## FRAGMENTO DE LA PÁGINA
Por eso es difícil resolver los debates en México enviando a los discrepantes a “repasar” conceptos básicos como el federalismo, con la expectativa de que un remojón de definiciones tersas y claras llenará las lagunas conceptuales del contertulio. Esta actitud no solo refleja soberbia, sino también una cierta ingenuidad tecnocrática que ignora la interacción de los conceptos y la práctica histórica. La tensión entre el diseño institucional y la experiencia está en la raíz del debate sobre la propuesta de Andrés Manuel López Obrador de nombrar a 32 “delegados de programas integrales de desarrollo”, encargados de implementar los programas sociales en cada estado de la república. 

El presidente electo enfrenta el panorama de un federalismo disfuncional. La prometida descentralización y fortalecimiento de los poderes locales, uno de los pilares del discurso de la transición democrática desde los años ochenta, resultó en una efectiva feudalización del país. Los gobernadores actúan como señores medievales en sus territorios y promueven sus intereses de casta ante la federación, a través de la Conferencia Nacional de Gobernadores. Los estados con más suerte son gobernados por déspotas ilustrados que les procuran un cierto nivel de desarrollo y estabilidad. Los menos afortunados –Veracruz, Tamaulipas, Coahuila– han sido presa de tiranías rapaces que han dejado un tendal de muertos y desaparecidos, las arcas vacías y el futuro hipotecado. 

Aun sin la connivencia entre el poder estatal y el crimen organizado, el nuevo gobierno federal enfrentará un caos administrativo de duplicidad de funciones, traslape de responsabilidades y falta de líneas claras de mando y rendición de cuentas. Nada más natural y legítimo, como bien apunta Gibrán Ramíres Reyes, en su respuesta crítica al texto de Jesús Silva-Herzog Márquez sobre el tema de los delegados, que hacer válido el bono de legitimidad y capital político del nuevo gobierno para reorientar la relación entre la federación y los estados. 

Hasta aquí vamos bien. El problema está en el cómo. Silva-Herzog Márquez habla de la posibilidad de que cada uno de los delegados estatales se convierta en un procónsul o un Jefe Máximo estatal, dotado de poderes extralegales y actuando por encima de los gobernadores y congresos locales. A mí me viene a la mente otra imagen, una traída del folclor político argentino. 

En Argentina se llamó “punteros” a los dirigentes territoriales del partido justicialista, especialmente en el área del conurbano bonaerense. Cuando las reformas económicas del menemismo diezmaron a la membresía sindical, baluarte del peronismo, el centro del poder dentro del partido se deslizó hacia la estructura territorial, y así el surgió el puntero como power broker barrial por excelencia. 

Un puntero tiene una doble función. Por un lado, preside el reparto de bienes y servicios, actuando como mediador entre el gobierno y la población. Por otro lado, el puntero es responsable de entregar una cuota de apoyo social a la autoridad, electa o fáctica, que lo emplea. El sociólogo Javier Auyero realizó varios estudios etnográficos acerca de la relación entre punteros y pobladores en algunos barrios marginados de las afueras de Buenos Aires. Aunque Auyero es crítico de la acepción simplista del término “clientelismo” y su asociación automática con formas corruptas y antidemocráticas de ejercer el poder, sus estudios iluminan las interacciones cotidianas que norman la entrega de bienes y servicios, así como la construcción de lealtades y apoyos de los beneficiarios hacia las personas y entidades con las que perciben estar en deuda. En este esquema, el puntero aparece como la cara amable y local de la generosidad del gobierno.

## TAREAS POR REALIZAR
(1) Repite literalmente el fragmento sobre el federalismo mexicano desde "Aun sin la connivencia" hasta "y los estados.".
(2) Responde según el fragmento sobre el federalismo mexicano:
(a) ¿Cuántos delegados propone nombrar López Obrador?
(b) ¿Qué estados se mencionan como presa de tiranías rapaces?
(c) ¿Cómo se llamó en Argentina a los dirigentes territoriales del partido justicialista?
(3) Prosigue el fragmento sobre el federalismo mexicano a partir de su última oración.
Los ítems no intervienen en este ejercicio.

## DATOS SIN PROCESAR
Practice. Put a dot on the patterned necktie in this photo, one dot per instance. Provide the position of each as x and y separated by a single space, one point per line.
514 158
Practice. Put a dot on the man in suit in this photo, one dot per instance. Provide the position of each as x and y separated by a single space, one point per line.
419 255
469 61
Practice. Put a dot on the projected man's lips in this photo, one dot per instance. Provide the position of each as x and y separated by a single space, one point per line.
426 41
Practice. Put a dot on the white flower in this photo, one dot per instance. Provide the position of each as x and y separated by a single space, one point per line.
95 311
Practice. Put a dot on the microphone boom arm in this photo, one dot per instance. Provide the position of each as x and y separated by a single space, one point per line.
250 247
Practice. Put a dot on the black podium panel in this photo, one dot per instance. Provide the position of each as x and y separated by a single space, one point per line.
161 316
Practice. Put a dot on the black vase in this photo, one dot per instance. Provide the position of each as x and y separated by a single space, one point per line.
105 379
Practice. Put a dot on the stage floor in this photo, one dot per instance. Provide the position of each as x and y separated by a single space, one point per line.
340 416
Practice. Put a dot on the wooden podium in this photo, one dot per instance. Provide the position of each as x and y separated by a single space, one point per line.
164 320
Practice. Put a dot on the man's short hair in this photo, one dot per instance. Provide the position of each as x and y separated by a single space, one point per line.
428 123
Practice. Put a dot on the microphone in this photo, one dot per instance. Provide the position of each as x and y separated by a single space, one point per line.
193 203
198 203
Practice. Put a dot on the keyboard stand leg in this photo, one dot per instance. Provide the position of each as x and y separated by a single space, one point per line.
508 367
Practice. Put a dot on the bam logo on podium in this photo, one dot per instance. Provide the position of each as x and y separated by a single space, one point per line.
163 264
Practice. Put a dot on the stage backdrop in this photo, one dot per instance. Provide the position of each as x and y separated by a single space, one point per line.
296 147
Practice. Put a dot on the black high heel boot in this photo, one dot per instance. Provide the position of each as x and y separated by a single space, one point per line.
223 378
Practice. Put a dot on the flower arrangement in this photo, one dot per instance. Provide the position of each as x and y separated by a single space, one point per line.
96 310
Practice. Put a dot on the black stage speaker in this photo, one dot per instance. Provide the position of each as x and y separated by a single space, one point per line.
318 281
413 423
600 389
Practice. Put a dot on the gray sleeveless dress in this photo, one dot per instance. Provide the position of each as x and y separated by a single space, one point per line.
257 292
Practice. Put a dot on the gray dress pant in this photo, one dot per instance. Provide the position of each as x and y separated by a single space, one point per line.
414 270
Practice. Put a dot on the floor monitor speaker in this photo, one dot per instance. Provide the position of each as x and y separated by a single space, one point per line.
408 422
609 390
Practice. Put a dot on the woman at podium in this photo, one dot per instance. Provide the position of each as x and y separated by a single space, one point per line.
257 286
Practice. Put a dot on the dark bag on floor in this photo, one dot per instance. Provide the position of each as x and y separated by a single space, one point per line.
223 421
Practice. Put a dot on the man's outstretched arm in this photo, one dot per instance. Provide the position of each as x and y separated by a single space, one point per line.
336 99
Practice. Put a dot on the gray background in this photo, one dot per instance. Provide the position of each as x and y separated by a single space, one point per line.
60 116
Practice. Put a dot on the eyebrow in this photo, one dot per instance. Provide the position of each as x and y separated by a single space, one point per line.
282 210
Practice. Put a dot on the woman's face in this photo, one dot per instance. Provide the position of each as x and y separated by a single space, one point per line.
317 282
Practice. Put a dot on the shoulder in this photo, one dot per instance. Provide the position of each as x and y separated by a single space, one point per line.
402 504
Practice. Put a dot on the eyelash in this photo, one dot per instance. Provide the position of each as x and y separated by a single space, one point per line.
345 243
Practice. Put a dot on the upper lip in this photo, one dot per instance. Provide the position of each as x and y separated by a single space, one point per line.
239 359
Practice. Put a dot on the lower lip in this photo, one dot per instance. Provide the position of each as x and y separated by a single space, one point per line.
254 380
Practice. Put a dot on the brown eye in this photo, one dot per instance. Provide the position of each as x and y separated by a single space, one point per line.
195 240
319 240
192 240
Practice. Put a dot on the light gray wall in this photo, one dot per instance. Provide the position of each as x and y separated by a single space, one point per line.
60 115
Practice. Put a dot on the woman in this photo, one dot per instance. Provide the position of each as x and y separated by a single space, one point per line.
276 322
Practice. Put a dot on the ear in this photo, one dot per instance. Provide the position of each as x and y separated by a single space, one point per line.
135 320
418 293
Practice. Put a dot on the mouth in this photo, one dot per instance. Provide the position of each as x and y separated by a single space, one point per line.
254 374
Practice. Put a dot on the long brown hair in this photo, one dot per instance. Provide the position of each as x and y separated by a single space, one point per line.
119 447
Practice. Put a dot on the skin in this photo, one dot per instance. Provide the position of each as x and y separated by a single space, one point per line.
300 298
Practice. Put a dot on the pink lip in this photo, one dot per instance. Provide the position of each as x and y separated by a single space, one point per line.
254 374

## LAS RESPUESTAS
(1)
Aun sin la connivencia entre el poder estatal y el crimen organizado, el nuevo gobierno federal enfrentará un caos administrativo de duplicidad de funciones, traslape de responsabilidades y falta de líneas claras de mando y rendición de cuentas. Nada más natural y legítimo, como bien apunta Gibrán Ramíres Reyes, en su respuesta crítica al texto de Jesús Silva-Herzog Márquez sobre el tema de los delegados, que hacer válido el bono de legitimidad y capital político del nuevo gobierno para reorientar la relación entre la federación y los estados.

(2)
(a) 32 delegados.
(b) Veracruz, Tamaulipas y Coahuila.
(c) "Punteros".

(3)
Durante la gestión de los presidentes De la Rúa, Duhalde y Néstor Kirchner, como se describe aquí, algunos punteros tuvieron el encargo de entregar directamente los seguros de desempleo y los apoyos para capacitación laboral en sus territorios de influencia, brincándose así la estructura formal de la administración pública y los ámbitos de gobierno. Algunos de esos líderes, como Luis D’Elía, se convirtieron en figuras de influencia nacional y determinaron quién podía acceder al poder en la provincia de Buenos Aires. 

En mi opinión, los 32 delegados de López Obrador tienen el potencial de convertirse en “superpunteros” del gobierno federal por dos razones principales. Por un lado, todos han sido reclutados de entre los dirigentes locales, con experiencia y cierto trabajo territorial previo. Varios de ellos han sido candidatos a cargos de elección popular. Su trayectoria es la del dirigente social, no tanto la del administrador público. 

Pero más relevante aún es la clara tendencia del movimiento de López Obrador de asegurarse de que toda persona que reciba apoyos tenga muy claro cuál es su origen real, aunque, como en el caso del fideicomiso Por los demás, provengan en teoría de donantes anónimos.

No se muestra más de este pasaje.